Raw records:

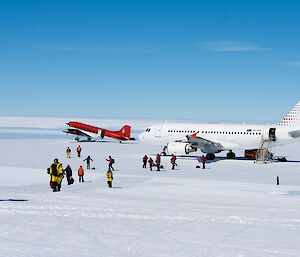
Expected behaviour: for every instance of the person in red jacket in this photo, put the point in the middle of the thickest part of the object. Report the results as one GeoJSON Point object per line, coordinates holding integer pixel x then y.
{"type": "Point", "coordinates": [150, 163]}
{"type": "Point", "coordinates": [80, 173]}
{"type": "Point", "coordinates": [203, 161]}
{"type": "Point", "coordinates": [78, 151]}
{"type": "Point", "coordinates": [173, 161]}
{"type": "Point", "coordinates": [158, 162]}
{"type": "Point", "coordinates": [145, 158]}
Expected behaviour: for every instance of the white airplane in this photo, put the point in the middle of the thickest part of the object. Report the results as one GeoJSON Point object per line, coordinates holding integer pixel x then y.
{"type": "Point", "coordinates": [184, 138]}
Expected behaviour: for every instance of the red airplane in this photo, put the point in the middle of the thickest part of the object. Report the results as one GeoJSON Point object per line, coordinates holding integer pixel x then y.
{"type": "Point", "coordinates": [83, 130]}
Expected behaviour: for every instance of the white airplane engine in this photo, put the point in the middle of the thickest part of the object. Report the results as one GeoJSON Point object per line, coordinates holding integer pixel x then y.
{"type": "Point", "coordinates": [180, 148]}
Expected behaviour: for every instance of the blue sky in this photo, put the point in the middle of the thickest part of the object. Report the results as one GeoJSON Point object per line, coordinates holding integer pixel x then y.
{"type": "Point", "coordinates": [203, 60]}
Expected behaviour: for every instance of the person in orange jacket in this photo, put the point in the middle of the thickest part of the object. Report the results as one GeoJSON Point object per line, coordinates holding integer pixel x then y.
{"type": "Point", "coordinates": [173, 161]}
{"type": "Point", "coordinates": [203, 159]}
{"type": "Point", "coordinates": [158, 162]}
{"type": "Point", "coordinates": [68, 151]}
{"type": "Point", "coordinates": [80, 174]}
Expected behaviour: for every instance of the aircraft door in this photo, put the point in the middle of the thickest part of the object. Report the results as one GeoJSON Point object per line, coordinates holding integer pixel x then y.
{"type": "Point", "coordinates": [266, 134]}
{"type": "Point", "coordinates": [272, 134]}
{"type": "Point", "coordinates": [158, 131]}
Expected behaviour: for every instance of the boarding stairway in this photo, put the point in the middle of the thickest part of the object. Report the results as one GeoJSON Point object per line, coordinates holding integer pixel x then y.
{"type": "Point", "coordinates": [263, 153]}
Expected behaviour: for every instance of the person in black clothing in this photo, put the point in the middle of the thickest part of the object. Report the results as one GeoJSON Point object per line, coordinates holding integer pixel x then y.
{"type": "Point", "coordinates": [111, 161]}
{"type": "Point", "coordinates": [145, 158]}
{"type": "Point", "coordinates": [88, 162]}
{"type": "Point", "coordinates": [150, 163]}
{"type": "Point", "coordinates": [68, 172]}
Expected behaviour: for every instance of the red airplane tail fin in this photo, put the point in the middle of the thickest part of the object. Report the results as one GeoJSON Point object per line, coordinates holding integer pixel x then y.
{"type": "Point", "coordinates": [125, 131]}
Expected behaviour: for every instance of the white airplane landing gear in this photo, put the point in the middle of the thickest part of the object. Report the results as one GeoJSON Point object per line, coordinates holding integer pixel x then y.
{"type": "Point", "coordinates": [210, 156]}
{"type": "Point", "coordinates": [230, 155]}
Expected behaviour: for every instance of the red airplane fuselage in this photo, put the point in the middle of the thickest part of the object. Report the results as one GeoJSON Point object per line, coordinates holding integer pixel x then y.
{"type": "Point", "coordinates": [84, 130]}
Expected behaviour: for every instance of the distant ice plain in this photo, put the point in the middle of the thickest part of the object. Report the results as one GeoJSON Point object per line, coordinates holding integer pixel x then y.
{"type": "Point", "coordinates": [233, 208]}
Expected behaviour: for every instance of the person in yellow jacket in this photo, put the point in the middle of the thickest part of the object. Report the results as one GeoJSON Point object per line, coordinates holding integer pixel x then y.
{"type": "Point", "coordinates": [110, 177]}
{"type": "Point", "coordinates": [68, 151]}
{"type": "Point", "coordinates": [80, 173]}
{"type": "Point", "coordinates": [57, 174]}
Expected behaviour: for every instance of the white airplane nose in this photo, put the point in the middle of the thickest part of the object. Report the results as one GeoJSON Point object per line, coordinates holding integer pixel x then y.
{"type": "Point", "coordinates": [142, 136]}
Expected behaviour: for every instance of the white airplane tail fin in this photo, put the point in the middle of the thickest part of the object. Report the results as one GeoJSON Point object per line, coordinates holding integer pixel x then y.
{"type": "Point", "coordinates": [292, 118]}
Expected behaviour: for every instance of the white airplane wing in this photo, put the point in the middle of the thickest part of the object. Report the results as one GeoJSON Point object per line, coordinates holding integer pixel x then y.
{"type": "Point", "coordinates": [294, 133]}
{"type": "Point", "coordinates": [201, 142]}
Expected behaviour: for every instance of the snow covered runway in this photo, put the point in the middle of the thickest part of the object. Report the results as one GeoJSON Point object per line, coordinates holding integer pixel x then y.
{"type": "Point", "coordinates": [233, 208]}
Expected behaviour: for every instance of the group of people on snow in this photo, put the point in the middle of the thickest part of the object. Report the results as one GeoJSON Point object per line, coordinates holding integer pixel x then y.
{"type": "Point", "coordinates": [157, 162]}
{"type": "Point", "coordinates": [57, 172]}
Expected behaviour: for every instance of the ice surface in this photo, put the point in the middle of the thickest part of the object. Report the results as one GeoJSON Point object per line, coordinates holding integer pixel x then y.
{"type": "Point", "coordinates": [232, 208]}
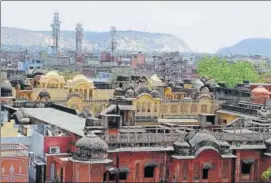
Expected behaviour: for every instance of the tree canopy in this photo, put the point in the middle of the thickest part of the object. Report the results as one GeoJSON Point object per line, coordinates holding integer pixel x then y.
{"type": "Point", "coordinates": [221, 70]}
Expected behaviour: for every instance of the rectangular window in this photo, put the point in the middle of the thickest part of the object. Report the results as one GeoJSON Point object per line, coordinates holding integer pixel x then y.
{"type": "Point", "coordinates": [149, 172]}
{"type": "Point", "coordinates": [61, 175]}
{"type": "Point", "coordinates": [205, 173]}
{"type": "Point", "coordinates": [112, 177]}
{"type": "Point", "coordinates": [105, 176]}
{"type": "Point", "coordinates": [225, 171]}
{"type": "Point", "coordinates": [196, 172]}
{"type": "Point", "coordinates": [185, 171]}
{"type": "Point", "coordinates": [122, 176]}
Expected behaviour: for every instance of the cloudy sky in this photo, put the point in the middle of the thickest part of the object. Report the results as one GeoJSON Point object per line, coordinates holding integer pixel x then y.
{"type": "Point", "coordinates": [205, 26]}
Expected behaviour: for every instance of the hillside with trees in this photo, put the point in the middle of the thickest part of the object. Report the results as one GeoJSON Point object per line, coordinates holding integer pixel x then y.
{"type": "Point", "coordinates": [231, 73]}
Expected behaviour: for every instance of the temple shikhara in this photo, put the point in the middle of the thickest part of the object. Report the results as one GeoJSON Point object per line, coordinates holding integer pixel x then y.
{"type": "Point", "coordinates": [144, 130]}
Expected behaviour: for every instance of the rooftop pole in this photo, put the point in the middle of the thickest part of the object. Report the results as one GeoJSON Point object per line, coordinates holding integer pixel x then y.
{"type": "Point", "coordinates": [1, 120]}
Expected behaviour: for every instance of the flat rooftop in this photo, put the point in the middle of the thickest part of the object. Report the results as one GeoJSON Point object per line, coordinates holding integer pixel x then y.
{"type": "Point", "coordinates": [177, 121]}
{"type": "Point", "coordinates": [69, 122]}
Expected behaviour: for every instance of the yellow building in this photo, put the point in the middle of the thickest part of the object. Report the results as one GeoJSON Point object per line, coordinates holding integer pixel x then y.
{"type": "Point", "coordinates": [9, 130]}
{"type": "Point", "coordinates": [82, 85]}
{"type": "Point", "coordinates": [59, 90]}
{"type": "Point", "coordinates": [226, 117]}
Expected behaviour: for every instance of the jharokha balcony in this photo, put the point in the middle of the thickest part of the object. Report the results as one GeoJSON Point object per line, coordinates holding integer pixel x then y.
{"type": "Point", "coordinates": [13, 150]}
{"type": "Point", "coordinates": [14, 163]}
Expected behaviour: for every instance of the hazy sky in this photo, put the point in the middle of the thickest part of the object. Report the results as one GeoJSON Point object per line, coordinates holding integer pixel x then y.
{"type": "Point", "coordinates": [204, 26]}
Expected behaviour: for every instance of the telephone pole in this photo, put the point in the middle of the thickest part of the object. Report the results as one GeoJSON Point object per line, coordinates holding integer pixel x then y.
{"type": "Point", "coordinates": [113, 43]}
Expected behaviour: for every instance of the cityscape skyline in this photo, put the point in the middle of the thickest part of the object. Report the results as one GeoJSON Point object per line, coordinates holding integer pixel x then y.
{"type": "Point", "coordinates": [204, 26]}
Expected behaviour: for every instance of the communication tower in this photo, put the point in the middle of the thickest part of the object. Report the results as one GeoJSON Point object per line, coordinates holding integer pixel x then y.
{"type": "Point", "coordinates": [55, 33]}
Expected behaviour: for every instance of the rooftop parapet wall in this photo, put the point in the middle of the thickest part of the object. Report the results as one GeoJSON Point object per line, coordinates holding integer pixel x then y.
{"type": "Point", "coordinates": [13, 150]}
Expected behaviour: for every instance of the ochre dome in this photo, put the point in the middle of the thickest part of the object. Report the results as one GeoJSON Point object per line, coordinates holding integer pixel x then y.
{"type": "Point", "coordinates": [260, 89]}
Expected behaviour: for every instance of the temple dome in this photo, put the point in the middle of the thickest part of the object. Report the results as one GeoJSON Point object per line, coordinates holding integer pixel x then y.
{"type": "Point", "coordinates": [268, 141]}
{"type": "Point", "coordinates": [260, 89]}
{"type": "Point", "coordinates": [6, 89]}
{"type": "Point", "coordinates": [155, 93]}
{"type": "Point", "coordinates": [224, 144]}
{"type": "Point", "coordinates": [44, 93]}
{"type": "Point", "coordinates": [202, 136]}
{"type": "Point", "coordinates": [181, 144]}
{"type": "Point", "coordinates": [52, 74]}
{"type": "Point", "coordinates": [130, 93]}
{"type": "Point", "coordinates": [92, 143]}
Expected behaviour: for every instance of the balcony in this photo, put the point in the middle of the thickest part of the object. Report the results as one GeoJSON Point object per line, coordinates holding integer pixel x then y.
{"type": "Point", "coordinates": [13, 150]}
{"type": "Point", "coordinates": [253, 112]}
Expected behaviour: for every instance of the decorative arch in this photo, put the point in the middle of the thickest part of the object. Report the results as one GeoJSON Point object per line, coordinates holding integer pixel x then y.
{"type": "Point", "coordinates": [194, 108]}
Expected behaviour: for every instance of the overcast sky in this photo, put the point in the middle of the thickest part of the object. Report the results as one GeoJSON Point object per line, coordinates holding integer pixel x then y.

▶ DIRECTIONS FOR THIS TASK
Copy exactly the line containing "Expected behaviour: for every instance of the rooftop parapet" and every line after it, ending with the last line of the records above.

▶ FINISHED ANSWER
Expected behaviour: for every instance of the rooftop parapet wall in this photo, put the point in the middle of the thickest part of the object. Report the results as one GeoJSON Point object per line, coordinates holding integer pixel x then y.
{"type": "Point", "coordinates": [13, 150]}
Expected behaviour: for every instance of the ochre dome in this photo, put the point in the middle of the thickest part of the object. Report the results as one GeoJSON Point object per line, coordinates holding integer pixel x then y.
{"type": "Point", "coordinates": [260, 89]}
Expected behaviour: for every instance of the temple dome in this photo, put the point in the middle of the thickest part of the object. Report the results as one GeoJSON Point object per line, coordinates holding integer pixel x then y.
{"type": "Point", "coordinates": [268, 141]}
{"type": "Point", "coordinates": [260, 89]}
{"type": "Point", "coordinates": [6, 89]}
{"type": "Point", "coordinates": [155, 93]}
{"type": "Point", "coordinates": [224, 144]}
{"type": "Point", "coordinates": [44, 93]}
{"type": "Point", "coordinates": [202, 136]}
{"type": "Point", "coordinates": [181, 144]}
{"type": "Point", "coordinates": [52, 74]}
{"type": "Point", "coordinates": [130, 93]}
{"type": "Point", "coordinates": [92, 143]}
Expected behaviour: for every instance of the balcony in this photo, put the point in the middle of the thickest part of the object. Report the results as one GeoJSON Point object per line, coordinates holding integer pixel x then y.
{"type": "Point", "coordinates": [13, 150]}
{"type": "Point", "coordinates": [253, 112]}
Expected behaviour: for every instance of the decorative arch in this photo, put the point in the middle of the thickest part of the object. Report the results as one GeoJSON Point object per line, coordinates holding integer pixel x then y.
{"type": "Point", "coordinates": [194, 108]}
Expected behaviour: for every instance of the overcast sky in this photo, put the point in the middle of the thickest part of the object. Report the results as one GeoJSON Point object per line, coordinates holding integer pixel x then y.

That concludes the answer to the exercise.